Each entry below should be restated word for word, without any picture it contains.
(The input begins)
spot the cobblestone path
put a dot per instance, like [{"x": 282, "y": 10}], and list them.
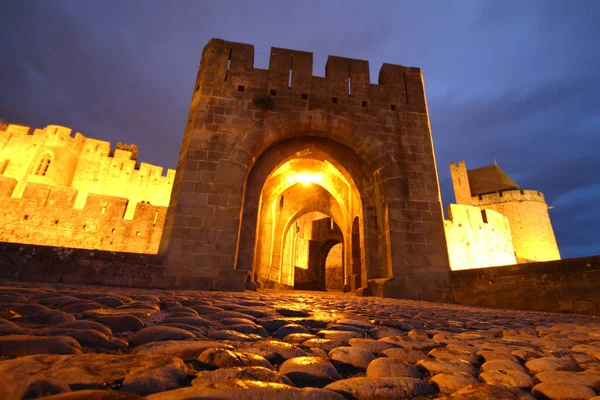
[{"x": 91, "y": 342}]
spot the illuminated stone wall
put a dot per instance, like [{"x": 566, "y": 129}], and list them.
[
  {"x": 527, "y": 213},
  {"x": 477, "y": 243},
  {"x": 531, "y": 228},
  {"x": 85, "y": 199},
  {"x": 245, "y": 122}
]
(The input ends)
■ Result of this exercise:
spot the cobblestone path
put a dot per instance, like [{"x": 282, "y": 10}], and list them.
[{"x": 91, "y": 342}]
spot the illuminated stone wall
put a dot per instance, like [{"x": 566, "y": 129}], and list them.
[
  {"x": 527, "y": 213},
  {"x": 477, "y": 243},
  {"x": 531, "y": 228},
  {"x": 85, "y": 199},
  {"x": 245, "y": 122}
]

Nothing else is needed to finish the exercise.